DIRECTIVE => Leave out every picture, and restate word for word only the lines from the one containing "task | mark one point on each instance of the thumbs" through the end of the material.
=-=-=
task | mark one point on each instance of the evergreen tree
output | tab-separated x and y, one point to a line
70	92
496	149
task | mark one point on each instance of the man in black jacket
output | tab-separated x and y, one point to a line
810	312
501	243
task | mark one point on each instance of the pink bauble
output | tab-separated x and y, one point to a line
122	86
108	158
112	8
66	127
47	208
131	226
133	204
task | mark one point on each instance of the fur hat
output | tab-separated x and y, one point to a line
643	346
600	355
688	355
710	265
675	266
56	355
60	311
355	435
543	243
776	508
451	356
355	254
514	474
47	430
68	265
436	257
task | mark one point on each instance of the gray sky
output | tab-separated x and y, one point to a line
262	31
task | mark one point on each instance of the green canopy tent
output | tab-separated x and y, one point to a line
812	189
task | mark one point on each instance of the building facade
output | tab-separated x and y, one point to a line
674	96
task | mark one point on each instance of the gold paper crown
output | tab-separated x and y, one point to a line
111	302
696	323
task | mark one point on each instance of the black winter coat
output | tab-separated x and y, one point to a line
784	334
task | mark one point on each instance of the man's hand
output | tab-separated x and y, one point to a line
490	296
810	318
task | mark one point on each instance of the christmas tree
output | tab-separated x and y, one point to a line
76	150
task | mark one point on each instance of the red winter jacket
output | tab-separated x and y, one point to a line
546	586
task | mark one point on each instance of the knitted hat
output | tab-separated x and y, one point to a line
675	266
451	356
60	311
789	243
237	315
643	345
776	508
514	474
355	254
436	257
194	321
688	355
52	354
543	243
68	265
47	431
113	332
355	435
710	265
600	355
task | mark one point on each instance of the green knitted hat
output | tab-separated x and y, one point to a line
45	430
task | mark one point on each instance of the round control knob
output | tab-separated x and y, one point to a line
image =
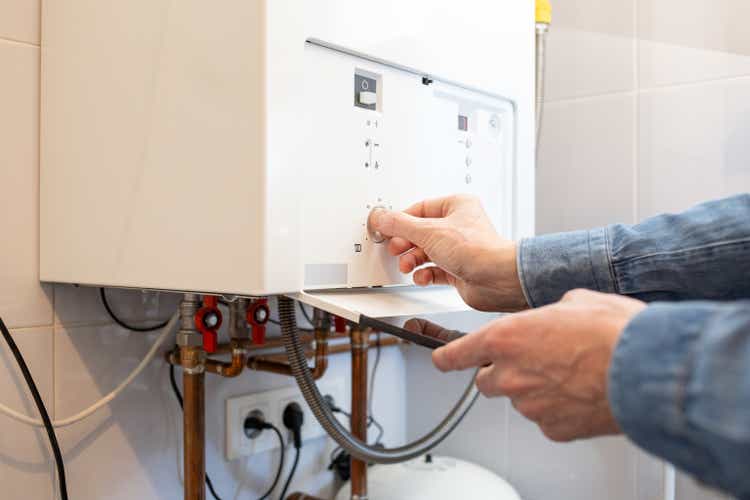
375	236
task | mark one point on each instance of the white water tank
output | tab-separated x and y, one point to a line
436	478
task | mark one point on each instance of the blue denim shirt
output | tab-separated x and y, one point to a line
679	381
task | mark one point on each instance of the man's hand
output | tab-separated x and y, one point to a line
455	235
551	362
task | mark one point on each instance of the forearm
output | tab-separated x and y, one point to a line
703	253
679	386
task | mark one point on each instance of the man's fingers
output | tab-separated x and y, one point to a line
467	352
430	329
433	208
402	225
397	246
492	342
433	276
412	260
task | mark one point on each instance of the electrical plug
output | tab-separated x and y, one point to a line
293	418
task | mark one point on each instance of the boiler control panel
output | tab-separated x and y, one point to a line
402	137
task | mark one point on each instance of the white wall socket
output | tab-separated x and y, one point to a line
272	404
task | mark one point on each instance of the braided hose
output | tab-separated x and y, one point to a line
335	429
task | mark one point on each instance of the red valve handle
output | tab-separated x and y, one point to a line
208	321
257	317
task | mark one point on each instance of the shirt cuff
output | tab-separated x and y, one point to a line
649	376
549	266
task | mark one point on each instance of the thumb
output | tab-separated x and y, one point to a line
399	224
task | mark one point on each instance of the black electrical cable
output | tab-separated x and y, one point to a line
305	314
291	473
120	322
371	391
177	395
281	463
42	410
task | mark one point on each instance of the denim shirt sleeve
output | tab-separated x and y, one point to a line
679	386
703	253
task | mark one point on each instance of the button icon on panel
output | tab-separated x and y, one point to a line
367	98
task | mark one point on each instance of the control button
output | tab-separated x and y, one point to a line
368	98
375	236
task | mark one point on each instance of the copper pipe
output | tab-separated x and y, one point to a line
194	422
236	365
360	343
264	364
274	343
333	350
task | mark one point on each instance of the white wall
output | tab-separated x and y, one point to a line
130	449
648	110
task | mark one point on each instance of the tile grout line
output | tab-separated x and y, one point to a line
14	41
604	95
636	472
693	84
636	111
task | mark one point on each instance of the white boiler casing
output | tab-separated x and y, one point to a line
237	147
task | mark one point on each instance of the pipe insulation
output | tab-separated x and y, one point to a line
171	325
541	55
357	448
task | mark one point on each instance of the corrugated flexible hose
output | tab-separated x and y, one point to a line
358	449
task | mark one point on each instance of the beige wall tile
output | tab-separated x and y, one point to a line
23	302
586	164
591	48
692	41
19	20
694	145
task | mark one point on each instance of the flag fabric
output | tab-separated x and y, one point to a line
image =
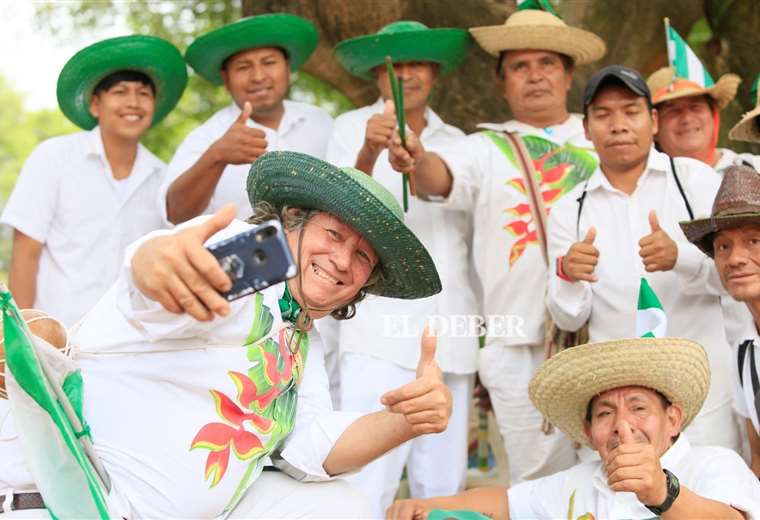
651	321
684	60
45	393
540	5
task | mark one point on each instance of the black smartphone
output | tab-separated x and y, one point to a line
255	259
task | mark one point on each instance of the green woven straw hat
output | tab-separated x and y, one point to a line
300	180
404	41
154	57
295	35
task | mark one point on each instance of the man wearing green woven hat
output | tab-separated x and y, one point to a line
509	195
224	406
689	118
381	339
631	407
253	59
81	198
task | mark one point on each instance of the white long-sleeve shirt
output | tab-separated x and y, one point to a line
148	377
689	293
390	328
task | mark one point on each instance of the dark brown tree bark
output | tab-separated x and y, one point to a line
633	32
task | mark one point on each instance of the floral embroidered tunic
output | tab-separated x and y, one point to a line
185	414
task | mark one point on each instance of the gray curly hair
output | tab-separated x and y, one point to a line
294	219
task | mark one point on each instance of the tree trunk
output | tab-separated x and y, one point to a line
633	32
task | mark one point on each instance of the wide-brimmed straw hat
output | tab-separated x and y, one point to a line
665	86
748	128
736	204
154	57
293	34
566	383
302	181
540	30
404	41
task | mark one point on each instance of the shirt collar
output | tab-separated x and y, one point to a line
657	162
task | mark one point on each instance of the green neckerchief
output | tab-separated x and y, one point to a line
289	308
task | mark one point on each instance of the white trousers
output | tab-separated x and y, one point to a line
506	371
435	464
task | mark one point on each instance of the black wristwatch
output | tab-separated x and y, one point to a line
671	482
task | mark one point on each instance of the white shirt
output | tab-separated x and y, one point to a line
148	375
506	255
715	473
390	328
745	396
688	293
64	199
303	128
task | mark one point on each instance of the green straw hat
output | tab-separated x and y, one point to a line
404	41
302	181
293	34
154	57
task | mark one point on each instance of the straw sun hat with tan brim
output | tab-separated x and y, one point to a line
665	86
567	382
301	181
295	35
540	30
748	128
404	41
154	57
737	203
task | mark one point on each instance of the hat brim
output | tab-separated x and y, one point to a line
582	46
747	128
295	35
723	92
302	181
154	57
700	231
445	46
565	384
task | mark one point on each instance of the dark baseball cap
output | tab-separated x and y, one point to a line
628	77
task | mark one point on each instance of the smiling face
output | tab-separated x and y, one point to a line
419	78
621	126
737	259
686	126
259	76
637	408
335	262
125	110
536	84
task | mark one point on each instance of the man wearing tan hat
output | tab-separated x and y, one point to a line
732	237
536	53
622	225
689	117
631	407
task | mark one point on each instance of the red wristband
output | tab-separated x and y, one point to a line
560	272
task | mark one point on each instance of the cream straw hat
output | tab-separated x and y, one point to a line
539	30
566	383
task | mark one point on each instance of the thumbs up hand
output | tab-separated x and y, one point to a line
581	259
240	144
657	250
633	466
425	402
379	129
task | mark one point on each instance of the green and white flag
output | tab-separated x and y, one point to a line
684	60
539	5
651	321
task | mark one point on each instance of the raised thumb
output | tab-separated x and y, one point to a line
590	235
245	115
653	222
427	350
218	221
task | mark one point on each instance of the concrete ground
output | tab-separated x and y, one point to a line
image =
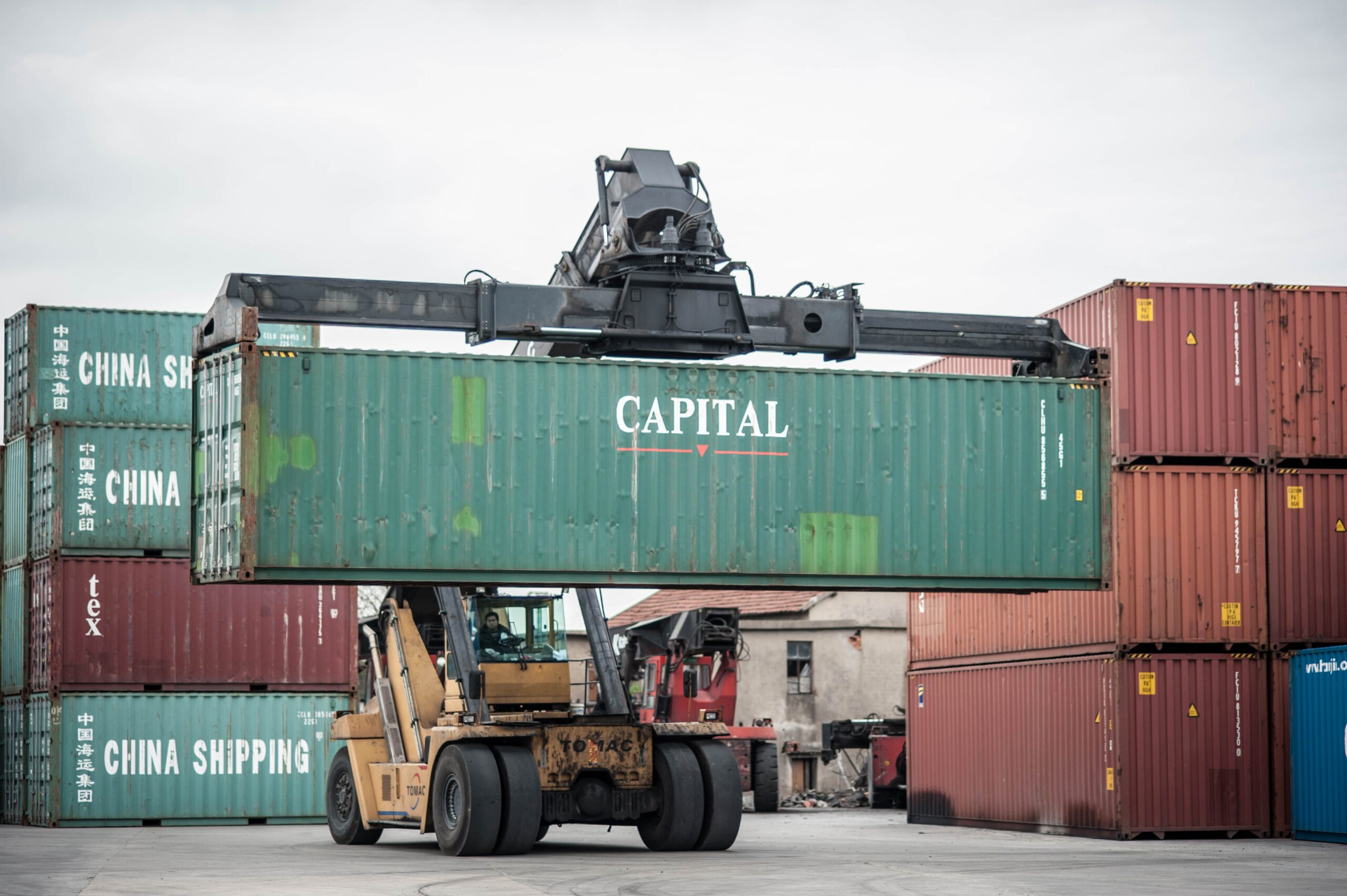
=-=-=
SOLUTION TO THE PROBLEM =>
task | mark one point on each instance of the thumbs up hand
output | tab-separated x and y, one point to a line
581	259
240	144
657	250
633	466
425	402
379	129
task | mark one point on each instance of the green and white flag
output | tab-separated x and y, one point to a line
684	60
539	5
651	321
task | mark one point on each instance of the raised thumb
output | tab-separated x and y, one point to a line
590	235
245	115
653	222
427	350
218	221
task | mark one point on each instance of the concrete ground
output | tab-separated x and y, one point to a line
image =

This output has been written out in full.